---- ENTRIES SHOWN

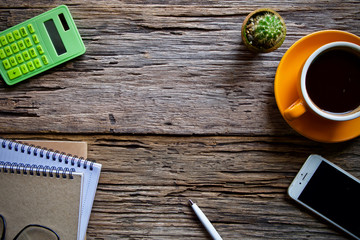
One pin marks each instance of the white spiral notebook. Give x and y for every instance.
(16, 156)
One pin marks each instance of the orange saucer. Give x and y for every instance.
(288, 73)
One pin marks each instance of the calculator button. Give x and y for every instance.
(10, 37)
(2, 54)
(14, 73)
(12, 61)
(31, 66)
(8, 51)
(3, 40)
(19, 58)
(24, 69)
(26, 55)
(28, 42)
(16, 34)
(6, 64)
(44, 58)
(36, 39)
(37, 63)
(40, 49)
(21, 45)
(32, 52)
(14, 47)
(23, 32)
(31, 28)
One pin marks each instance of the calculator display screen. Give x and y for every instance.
(55, 37)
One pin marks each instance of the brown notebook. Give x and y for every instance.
(50, 201)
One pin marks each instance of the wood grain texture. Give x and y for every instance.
(239, 182)
(162, 68)
(174, 107)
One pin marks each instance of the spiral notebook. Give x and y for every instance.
(25, 156)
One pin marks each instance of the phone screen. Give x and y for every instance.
(334, 195)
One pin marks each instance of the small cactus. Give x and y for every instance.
(263, 30)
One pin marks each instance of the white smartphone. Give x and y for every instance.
(330, 192)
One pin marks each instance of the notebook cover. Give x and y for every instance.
(48, 201)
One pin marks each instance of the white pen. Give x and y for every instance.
(205, 221)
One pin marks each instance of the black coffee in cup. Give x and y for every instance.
(333, 81)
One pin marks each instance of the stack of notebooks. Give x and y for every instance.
(48, 188)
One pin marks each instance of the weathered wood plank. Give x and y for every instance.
(240, 182)
(162, 68)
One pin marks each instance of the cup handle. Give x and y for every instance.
(295, 110)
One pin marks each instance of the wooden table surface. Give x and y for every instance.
(174, 107)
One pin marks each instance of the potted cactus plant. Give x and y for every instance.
(263, 30)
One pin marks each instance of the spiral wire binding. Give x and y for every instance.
(43, 153)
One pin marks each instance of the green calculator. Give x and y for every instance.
(39, 44)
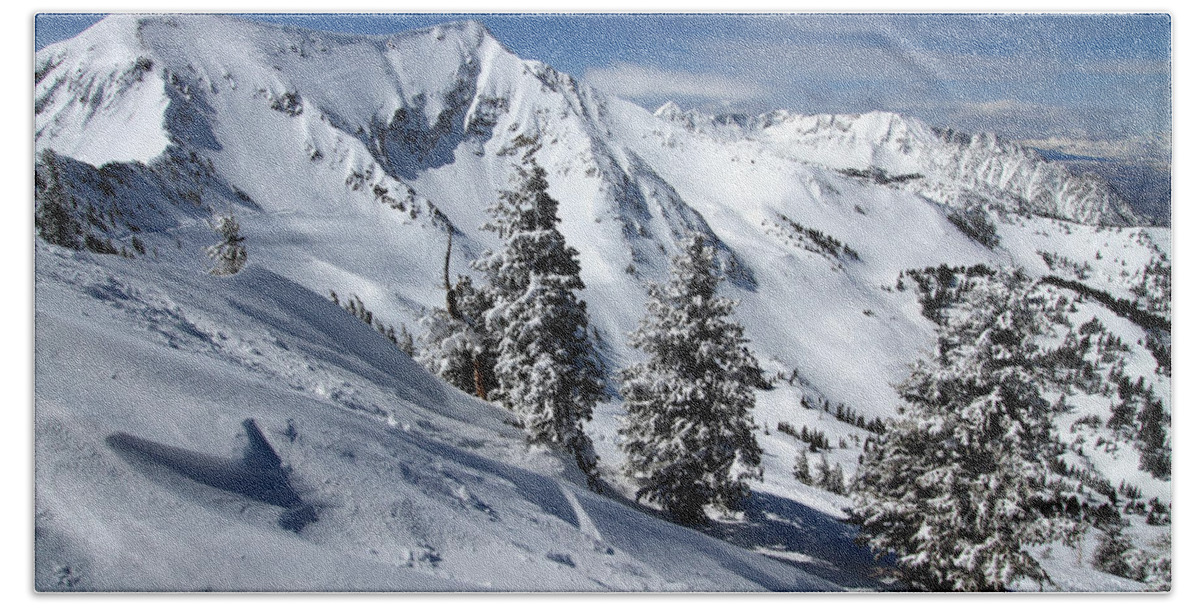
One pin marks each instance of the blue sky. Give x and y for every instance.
(1024, 76)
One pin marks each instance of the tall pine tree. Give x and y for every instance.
(688, 434)
(546, 368)
(963, 485)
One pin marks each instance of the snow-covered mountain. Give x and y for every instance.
(949, 167)
(347, 158)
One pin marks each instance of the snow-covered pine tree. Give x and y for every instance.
(546, 367)
(688, 434)
(455, 342)
(963, 485)
(228, 256)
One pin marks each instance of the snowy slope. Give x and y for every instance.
(954, 168)
(347, 158)
(418, 486)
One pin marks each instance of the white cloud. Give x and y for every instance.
(637, 82)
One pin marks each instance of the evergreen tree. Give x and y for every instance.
(53, 214)
(456, 345)
(801, 469)
(229, 254)
(546, 368)
(961, 485)
(688, 435)
(1152, 443)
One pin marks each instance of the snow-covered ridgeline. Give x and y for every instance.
(347, 157)
(954, 166)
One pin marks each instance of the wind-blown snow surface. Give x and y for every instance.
(418, 486)
(346, 158)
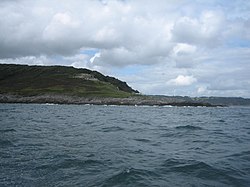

--------

> **AIM OF THE TASK**:
Please, without any pictures, print each entry exactly.

> **OUTPUT OF THE EXERCISE**:
One pin marks each instance of the white spiral notebook. Give x and y for every instance.
(16, 156)
One pin marks each instance of the orange saucer. Give x and y for every instance.
(288, 73)
One pin marks each instance of the calculator button. Give x and y for every instance.
(10, 37)
(2, 54)
(14, 73)
(12, 61)
(31, 66)
(8, 51)
(3, 40)
(19, 58)
(24, 69)
(26, 55)
(28, 42)
(16, 34)
(6, 64)
(44, 58)
(36, 39)
(37, 63)
(40, 49)
(21, 45)
(32, 52)
(14, 47)
(23, 32)
(31, 28)
One pin marks each instance of the calculator display screen. Give x and y for every instance.
(55, 37)
One pin marks each instance of the brown notebook. Give x and y for every instance.
(50, 201)
One pin marks each instance of the wood grain texture. Give x and y for every instance.
(239, 182)
(162, 68)
(174, 107)
One pin marks each instance of the spiral notebook. Give x and y for every instance.
(25, 156)
One pin marks each instance of the phone screen. Give x and y for every instance.
(334, 195)
One pin marks each instance of the small cactus. Give x and y for every instance.
(263, 30)
One pin marks each instance of the white smartphone. Give x and y for every instance.
(330, 192)
One pin marks each instance of the notebook cover. Give x and y for every instance.
(48, 201)
One pin marks each instance of the white pen. Give x and y for every instance.
(205, 221)
One pin marks each instance of the black coffee in cup. Give x and y for every instance.
(333, 81)
One pin marks each instance of the stack of notebooks. Give x and y for every instance.
(48, 188)
One pin marks each instance of the weathered wood plank. Give x and y for every instance.
(240, 182)
(162, 68)
One pin marks each instance of the cup handle. Give x and y for every instance.
(295, 110)
One pin marks each instance of the wooden table surface. Give x and y for every instance.
(174, 107)
One pin marks each instance of the potted cactus plant. Give x and y for every instance.
(263, 30)
One pin marks each instance of the spiral wire binding. Give x and y for every instance.
(43, 153)
One pin marks each instance of the green calculator. Give x and y for every instance.
(39, 44)
One pin marks each instance of the blue sky. Give x and y for every instance.
(1024, 76)
One pin marks each instance of the tall pine tree. Give x and y for every instance.
(688, 434)
(546, 368)
(963, 485)
One pin marks each instance of the snow-covered mountain. Give x and y for every instance.
(949, 167)
(347, 158)
One pin marks each instance of the snow-covered pine tree. Give x and y for every instance.
(546, 367)
(688, 434)
(455, 342)
(963, 485)
(228, 256)
One pin marks each instance of the snowy slope. Give x and y for every instance.
(954, 168)
(347, 158)
(418, 486)
One pin marks each instance of the white cloud. Give x and y for every instance.
(637, 82)
One pin marks each instance of the evergreen tree. Give x and y for every instance.
(53, 214)
(456, 345)
(801, 469)
(229, 254)
(546, 368)
(961, 485)
(688, 435)
(1152, 443)
One pin marks each instance of the snow-covered ridgeline. Give x and y for every instance.
(347, 157)
(954, 166)
One pin marks each instance of the wind-blown snow surface. Give x and y for every instance.
(418, 486)
(346, 158)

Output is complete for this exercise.